Given request - Render only the lines from the one containing "Task: point out the small young" through the one containing "point(35, 590)" as a numbered list, skipping any blank lines.

Provided information -
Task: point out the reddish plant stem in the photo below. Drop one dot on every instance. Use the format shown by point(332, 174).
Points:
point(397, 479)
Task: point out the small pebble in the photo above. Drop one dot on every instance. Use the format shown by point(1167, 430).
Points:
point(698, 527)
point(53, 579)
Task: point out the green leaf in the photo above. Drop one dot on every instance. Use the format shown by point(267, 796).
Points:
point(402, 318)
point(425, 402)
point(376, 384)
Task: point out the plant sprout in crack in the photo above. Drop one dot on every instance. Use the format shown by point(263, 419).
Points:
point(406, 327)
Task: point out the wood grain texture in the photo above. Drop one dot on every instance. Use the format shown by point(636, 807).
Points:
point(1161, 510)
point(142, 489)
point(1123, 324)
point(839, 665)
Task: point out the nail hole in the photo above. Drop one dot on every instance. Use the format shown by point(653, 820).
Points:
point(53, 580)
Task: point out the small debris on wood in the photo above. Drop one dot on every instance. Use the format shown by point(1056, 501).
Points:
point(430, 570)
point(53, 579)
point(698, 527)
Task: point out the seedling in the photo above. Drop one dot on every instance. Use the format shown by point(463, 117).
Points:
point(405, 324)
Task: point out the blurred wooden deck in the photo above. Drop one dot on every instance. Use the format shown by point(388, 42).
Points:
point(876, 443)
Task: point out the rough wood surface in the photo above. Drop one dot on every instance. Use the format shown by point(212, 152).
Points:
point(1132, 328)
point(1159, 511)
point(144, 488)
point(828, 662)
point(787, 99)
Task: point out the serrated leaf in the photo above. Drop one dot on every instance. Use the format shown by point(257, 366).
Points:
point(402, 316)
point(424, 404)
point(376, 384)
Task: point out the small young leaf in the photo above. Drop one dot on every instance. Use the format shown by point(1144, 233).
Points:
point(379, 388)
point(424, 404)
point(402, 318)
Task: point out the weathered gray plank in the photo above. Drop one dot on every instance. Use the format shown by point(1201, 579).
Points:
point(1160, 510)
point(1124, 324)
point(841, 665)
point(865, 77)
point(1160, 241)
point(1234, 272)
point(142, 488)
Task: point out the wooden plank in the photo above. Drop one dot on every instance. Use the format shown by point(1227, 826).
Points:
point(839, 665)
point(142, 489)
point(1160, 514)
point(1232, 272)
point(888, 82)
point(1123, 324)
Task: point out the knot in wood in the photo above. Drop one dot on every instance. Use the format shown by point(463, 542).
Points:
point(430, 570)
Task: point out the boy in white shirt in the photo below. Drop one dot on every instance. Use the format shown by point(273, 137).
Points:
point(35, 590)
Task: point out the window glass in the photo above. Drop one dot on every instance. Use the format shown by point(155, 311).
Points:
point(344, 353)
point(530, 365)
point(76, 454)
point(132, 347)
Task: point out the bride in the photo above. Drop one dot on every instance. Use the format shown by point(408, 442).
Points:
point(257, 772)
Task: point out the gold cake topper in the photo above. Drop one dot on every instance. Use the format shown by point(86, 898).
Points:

Written reply -
1. Task: point out the small young leaf in the photo above. Drop one dot on every instance. Use the format shown by point(1144, 233).
2. Points:
3. point(379, 388)
4. point(424, 404)
5. point(402, 318)
6. Task: point out the weathered gray plank in the photo above. Drop one dot on every instance. Use the format shown by point(1201, 579).
7. Points:
8. point(1160, 510)
9. point(1124, 324)
10. point(841, 665)
11. point(865, 77)
12. point(1160, 241)
13. point(1234, 272)
14. point(142, 488)
15. Task: point out the wooden plank in the photo above. Drop one dot on every instance. Use the format shown by point(1227, 826).
16. Points:
17. point(839, 665)
18. point(142, 489)
19. point(1160, 514)
20. point(1232, 272)
21. point(888, 82)
22. point(1123, 324)
23. Task: point out the knot in wood in the photo above. Drop one dot on every instance. Use the format shown by point(463, 542).
24. Points:
25. point(430, 570)
26. Task: point out the boy in white shirt in the photo below. Drop one dot on every instance. Use the format shown by point(273, 137).
27. Points:
28. point(35, 590)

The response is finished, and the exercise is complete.